## Extract
I picked my NEW ADULT novella series for Apryl's blogfest. You can find FORGET ME and SHOCK ME here: Amazon
I am the doppelgänger;
a myth, a night fright, and as singular in existence as an individual's dream—a demon's blunder. I have no name, no flesh, and no identity unless I wear one of you, a human. I'm supposed to kill you, but I just can't. I choose to double up—everyone has a twin, right?
I select a host who will not be sharing the same space I intend to occupy for a period of time.
Someone leaving town, or indisposed because of illness or accident; it works for me, elders be damned. Pardon the pun.
This is my life; I walk a thin wire between my world and
yours, living vicariously one human at a time.
Live fast, play hard, move on! That was my mantra...
...until I dressed myself in CeCe, Miss. I'm-So-Much-Better-Than-You, who was heading off to Europe with Mommy and Daddy before starting her first year of college. I wore her like a glove, enjoyed my time inside her--everything going fine--and then we met Gaire.
All sparkly eyes, sexy laugh, red hair, tan and muscular, he intrigues me, attracts me, and turns on feelings 'I'm not supposed to own', so says my guardian. Sh-yeah, like I'm supposed
to walk away from that.
I don't in fact, and that's when I find out he's not human, but the most feared creature Down Under, a wendigo—the ultimate bad boy. When
he begins to tear my host apart, I shed her form and make like the wind, and swear never to look back. Only problem is, I can't forget him.

## Material supplied
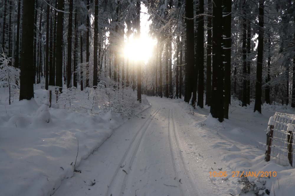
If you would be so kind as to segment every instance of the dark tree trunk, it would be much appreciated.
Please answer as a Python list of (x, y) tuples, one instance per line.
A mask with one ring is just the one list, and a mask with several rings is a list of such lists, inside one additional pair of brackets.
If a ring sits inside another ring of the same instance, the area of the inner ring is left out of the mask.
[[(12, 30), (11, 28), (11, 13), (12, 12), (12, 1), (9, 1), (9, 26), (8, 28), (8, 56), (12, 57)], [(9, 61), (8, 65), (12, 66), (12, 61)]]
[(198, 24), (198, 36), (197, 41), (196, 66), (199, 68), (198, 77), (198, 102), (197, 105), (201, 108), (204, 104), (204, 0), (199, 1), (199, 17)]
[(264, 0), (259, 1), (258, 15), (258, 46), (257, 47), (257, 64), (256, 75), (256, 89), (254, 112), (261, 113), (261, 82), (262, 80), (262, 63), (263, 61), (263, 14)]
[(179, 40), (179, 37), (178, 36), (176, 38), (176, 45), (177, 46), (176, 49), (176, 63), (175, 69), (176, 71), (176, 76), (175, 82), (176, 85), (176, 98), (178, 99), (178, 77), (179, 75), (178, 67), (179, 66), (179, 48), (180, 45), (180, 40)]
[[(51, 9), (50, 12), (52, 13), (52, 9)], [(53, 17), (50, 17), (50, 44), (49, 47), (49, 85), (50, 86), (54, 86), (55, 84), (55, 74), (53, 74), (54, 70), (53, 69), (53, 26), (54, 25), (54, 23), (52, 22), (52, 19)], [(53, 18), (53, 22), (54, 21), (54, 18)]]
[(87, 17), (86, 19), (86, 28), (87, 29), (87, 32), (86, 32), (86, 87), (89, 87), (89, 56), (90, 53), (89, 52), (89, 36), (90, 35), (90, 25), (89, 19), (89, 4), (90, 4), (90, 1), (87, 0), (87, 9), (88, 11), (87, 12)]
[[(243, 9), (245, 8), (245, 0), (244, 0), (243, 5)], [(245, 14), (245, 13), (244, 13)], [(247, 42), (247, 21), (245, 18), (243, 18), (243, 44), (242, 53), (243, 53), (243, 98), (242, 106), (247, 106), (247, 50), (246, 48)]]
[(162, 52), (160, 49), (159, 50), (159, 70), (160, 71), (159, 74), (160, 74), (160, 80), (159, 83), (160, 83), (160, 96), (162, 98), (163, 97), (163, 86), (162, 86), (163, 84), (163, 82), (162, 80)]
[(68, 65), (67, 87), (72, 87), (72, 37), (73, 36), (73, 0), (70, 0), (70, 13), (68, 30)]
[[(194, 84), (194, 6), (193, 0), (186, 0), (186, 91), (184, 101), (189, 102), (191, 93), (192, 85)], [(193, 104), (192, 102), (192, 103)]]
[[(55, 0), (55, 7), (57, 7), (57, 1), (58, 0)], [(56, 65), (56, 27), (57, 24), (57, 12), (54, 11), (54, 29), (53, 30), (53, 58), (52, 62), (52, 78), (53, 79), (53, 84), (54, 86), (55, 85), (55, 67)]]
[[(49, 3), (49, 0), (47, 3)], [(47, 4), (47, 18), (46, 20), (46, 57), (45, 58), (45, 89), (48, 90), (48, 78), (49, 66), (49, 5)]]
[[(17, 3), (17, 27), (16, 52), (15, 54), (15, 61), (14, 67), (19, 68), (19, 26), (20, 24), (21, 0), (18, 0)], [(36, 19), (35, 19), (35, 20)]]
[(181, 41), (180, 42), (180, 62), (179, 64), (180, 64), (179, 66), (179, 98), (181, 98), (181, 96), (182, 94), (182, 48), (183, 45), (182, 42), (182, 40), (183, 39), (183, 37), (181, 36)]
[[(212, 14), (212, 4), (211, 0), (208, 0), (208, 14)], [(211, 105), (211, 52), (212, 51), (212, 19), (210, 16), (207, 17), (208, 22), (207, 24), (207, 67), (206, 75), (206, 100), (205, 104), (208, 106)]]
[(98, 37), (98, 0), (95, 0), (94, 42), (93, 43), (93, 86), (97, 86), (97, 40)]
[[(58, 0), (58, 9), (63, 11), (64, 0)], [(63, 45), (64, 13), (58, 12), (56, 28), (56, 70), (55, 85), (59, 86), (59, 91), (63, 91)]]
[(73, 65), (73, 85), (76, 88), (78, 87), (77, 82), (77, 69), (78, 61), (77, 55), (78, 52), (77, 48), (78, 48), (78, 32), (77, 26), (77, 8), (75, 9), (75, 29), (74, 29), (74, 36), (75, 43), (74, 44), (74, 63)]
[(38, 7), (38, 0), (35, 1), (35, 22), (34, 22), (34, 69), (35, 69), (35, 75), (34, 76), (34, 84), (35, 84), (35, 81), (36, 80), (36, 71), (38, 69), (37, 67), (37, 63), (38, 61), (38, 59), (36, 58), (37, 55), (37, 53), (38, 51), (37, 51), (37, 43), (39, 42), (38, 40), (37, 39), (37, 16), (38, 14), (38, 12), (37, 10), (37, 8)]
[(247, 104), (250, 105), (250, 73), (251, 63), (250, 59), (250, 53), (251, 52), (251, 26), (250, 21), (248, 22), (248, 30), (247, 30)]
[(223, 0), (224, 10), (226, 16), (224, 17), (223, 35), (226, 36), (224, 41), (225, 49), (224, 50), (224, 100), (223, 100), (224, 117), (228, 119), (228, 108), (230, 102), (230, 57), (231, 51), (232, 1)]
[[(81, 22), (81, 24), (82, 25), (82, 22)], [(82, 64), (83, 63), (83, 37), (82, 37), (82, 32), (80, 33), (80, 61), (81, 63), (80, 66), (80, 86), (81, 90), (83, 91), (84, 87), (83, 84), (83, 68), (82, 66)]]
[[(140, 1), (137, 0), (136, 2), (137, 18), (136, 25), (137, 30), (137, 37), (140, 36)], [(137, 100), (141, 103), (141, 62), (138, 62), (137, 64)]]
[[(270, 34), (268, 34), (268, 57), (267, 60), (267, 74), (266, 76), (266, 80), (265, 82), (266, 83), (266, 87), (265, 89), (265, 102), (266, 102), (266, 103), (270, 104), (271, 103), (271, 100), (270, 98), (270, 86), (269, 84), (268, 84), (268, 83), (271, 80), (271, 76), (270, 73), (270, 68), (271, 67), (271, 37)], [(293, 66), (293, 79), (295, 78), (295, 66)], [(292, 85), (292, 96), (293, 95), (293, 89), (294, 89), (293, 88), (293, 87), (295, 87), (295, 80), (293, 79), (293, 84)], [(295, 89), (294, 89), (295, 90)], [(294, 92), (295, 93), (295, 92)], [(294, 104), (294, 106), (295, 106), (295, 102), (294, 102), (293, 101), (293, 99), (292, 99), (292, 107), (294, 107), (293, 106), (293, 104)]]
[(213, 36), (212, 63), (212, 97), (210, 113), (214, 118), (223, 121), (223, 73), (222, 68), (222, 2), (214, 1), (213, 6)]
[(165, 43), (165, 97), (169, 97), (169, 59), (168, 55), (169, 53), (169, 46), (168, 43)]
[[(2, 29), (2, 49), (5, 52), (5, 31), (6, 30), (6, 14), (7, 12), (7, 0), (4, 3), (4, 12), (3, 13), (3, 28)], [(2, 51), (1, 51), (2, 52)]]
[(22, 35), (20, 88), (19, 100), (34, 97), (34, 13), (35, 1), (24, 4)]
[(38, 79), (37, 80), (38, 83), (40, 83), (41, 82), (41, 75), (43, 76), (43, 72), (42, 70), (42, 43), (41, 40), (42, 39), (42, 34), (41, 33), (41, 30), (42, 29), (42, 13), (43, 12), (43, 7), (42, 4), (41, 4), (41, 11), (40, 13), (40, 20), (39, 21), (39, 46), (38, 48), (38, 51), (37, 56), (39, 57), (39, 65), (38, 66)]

## Required work
(1) Could you set down the part of the doppelgänger blurb starting with "I select a host" and going on through "was my mantra..."?
(2) In the doppelgänger blurb, which traits of Gaire are listed in the sentence beginning "All sparkly eyes"?
(3) How would the doppelgänger blurb go on from its last sentence?

## Task results
(1)
I select a host who will not be sharing the same space I intend to occupy for a period of time.
Someone leaving town, or indisposed because of illness or accident; it works for me, elders be damned. Pardon the pun.
This is my life; I walk a thin wire between my world and
yours, living vicariously one human at a time.
Live fast, play hard, move on! That was my mantra...

(2)
- Sparkly eyes
- Sexy laugh
- Red hair
- Tan
- Muscular

(3)
Time to find a new body. One Gaire will like. Because I want more than being a dark meaningless creature from Down Under pretending to be part of what's above Purgatory.
Damn it, I want to rock Gaire's world! Unfortunately,
I'll have to find him first.
I am the wendigo-aswang, a
half-breed. Yep, daddy, all wendigo, likes his prey alive and kicking. Mom, an aswang, prefers them dead. I prefer to imbibe in neither cold nor warm meat. Both of my parents are malevolent, cannibalistic creatures, and most feared Down
I call myself Gaire, move from place to place and hide from a race that wants me dead. I can't fight what I am. They won't let me forget what I've done. That's why I went rogue.
That'd been my way of life for over thirteen years, without a hitch until CeCe walked in, all firm tits and deep dark secrets.I'd sworn never to attempt another relationship after the first ended with the death of a human. Hesitant, I tried to keep her at a distance. But man, the chick stirs the darkness inside me, and begs no mercy. Her obscurity is intoxicating, relentless. She carries a heady essence of Down Under, but damn me I can't grasp her identity, and when I ask, she gives nothing but fleshy taunts and hidden desires.
Hey, isn't it weird how an argument always knocks the crap out of indecisiveness? We fight, get off on all the wigged-out pheromones—and bang!—next thing I know we're both in my bed naked, in a frenzy of passion. As that passion culminates, she melts from my grasp and disappears in a puff of smoke. I can still feel her hunger, the soft skin under my claws, and the heady scent of blood in my nostrils; I can't get this woman out of my mind—pray I haven't killed her—and I have to find her.
ABOUT THE AUTHOR
I love laughing with my daughters, class B scary movies, fine cuisine and hamburgers from Wendy's. I'm addicted to electronics, dark chocolate, vintage eyeglass frames, warm socks, have been known to drive miles for a really good cup of cappuccino. I'm a wannabe gamer--Zelda is my fave, but I'll play Mario with my grandson for hours. I am an Amazon girl all the way, baby. I LOVE my Kindle!--support Indie authors.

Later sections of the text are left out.